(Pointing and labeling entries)
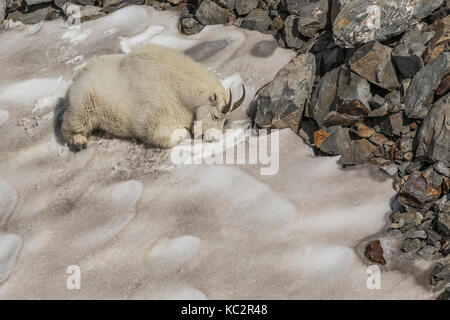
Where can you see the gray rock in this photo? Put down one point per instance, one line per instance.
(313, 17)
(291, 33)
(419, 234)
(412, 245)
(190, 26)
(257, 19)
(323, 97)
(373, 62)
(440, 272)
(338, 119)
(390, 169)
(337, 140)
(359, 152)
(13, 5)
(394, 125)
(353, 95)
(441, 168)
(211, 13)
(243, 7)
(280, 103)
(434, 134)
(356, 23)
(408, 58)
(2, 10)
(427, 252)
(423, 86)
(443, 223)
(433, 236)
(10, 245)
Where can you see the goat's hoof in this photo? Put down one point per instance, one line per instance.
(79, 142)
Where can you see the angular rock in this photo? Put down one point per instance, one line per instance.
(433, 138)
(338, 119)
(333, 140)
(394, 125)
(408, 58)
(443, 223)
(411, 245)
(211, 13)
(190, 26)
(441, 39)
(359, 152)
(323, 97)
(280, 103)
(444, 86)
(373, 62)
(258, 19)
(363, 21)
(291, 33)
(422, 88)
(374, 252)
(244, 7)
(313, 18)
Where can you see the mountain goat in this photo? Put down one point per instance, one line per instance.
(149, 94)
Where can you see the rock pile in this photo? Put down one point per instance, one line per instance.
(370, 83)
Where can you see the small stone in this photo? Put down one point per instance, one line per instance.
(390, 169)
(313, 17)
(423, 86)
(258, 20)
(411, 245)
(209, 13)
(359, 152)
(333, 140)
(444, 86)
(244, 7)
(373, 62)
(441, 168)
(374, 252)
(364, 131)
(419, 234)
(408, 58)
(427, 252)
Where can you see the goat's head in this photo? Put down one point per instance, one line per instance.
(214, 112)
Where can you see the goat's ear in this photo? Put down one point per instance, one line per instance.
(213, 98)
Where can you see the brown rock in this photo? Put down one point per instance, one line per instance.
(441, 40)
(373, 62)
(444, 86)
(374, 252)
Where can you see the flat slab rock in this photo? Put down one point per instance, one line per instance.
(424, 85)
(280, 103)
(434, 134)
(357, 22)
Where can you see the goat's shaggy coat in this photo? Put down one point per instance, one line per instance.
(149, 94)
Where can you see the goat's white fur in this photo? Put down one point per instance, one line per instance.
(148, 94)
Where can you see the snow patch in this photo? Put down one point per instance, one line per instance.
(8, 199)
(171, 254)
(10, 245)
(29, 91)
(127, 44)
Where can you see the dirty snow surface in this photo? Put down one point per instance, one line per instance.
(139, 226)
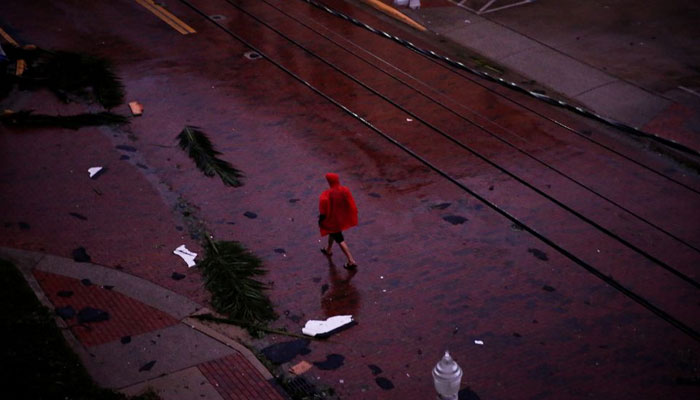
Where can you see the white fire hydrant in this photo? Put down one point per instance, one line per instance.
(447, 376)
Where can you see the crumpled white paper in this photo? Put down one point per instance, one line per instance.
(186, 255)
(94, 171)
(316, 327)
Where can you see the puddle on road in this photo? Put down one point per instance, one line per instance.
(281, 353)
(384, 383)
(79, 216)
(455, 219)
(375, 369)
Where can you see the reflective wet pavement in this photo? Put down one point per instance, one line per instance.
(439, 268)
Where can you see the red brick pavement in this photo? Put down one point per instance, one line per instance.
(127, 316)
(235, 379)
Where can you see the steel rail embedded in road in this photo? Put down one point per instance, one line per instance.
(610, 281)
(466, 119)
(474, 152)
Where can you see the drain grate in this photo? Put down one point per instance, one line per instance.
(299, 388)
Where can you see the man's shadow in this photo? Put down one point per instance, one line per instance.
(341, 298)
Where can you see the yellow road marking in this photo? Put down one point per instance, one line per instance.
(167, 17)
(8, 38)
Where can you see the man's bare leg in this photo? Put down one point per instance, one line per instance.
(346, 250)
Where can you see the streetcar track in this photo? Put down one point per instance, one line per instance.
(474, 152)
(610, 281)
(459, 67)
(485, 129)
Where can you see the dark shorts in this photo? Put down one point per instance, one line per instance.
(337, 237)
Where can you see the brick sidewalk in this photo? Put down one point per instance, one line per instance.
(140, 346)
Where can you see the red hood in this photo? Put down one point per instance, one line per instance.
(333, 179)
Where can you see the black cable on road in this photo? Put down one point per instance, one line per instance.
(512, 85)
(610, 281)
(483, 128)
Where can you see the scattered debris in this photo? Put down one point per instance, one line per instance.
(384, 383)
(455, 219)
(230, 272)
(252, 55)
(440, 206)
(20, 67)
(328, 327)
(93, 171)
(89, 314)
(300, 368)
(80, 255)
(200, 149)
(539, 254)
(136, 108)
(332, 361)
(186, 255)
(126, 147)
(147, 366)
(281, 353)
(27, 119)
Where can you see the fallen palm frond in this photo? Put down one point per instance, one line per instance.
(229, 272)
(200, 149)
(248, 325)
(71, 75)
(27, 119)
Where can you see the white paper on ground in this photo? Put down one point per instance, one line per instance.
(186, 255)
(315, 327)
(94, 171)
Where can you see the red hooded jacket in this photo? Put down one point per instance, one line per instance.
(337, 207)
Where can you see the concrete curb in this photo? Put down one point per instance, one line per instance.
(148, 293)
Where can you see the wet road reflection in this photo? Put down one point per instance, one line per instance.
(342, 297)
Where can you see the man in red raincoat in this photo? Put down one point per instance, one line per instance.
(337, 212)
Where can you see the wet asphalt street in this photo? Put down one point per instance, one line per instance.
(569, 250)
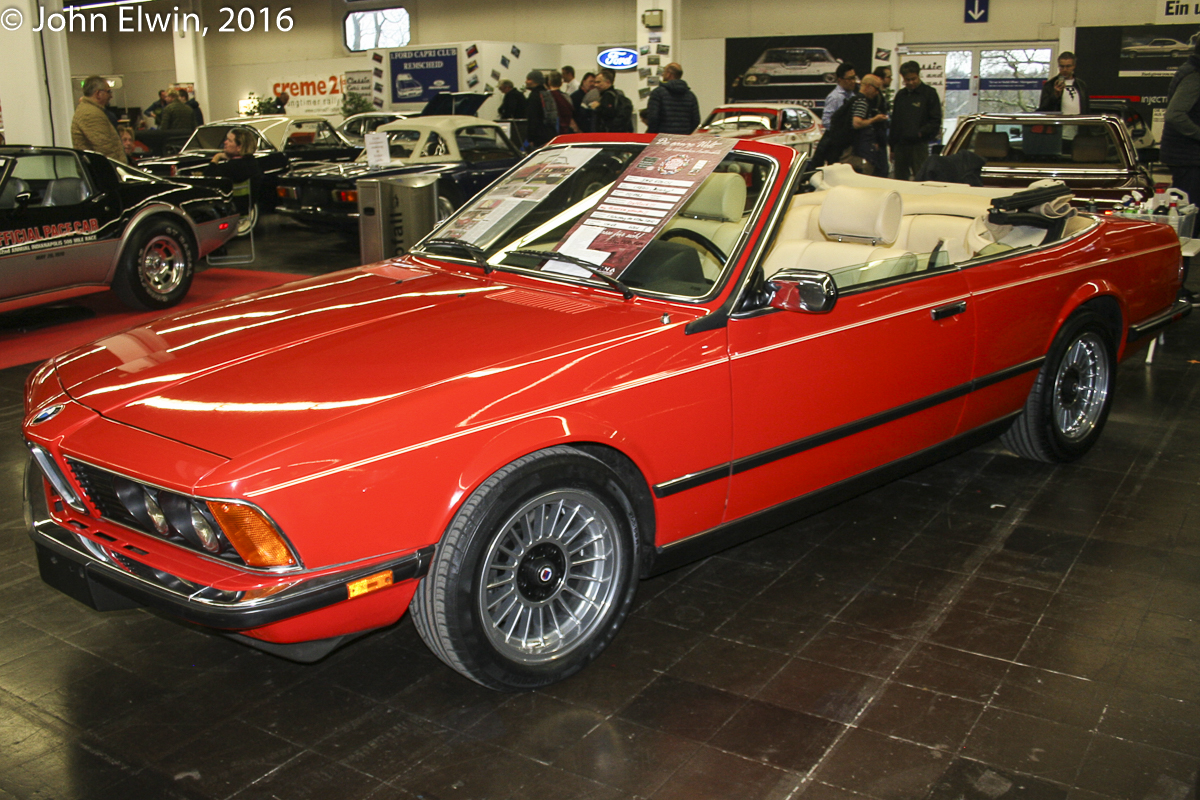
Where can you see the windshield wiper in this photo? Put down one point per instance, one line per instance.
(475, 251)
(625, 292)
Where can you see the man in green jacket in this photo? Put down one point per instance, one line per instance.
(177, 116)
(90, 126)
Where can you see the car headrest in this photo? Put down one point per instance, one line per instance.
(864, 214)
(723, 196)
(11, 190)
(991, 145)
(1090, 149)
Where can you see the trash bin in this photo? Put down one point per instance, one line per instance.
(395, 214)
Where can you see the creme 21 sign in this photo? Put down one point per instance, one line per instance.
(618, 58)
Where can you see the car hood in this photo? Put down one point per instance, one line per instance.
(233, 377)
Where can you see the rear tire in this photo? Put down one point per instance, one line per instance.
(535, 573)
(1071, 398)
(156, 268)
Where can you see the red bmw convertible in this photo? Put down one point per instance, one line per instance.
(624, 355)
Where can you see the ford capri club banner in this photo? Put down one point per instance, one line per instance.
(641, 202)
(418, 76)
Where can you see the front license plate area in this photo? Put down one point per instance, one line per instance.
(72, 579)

**BRIEF**
Retype the rows beginning with the line that contains "Where can you see the wet asphalt" and ending with the line that contains "(1090, 149)", keeping every line identical and omitting the pictures.

**WORKED ANSWER**
Where can you see the wet asphalt street in this photo? Put down one point per instance, one line per instance.
(569, 250)
Where can you see the windshield wiper in this photo? Put down one point per instance, one line per instance.
(475, 251)
(625, 292)
Where can you see the man in green jacket in this photo? Put down one point per instance, one line per instance.
(177, 116)
(90, 126)
Where can you see the car headrest in this photo? Put down one point per instance, one line per instance.
(864, 214)
(723, 196)
(11, 190)
(991, 145)
(1090, 149)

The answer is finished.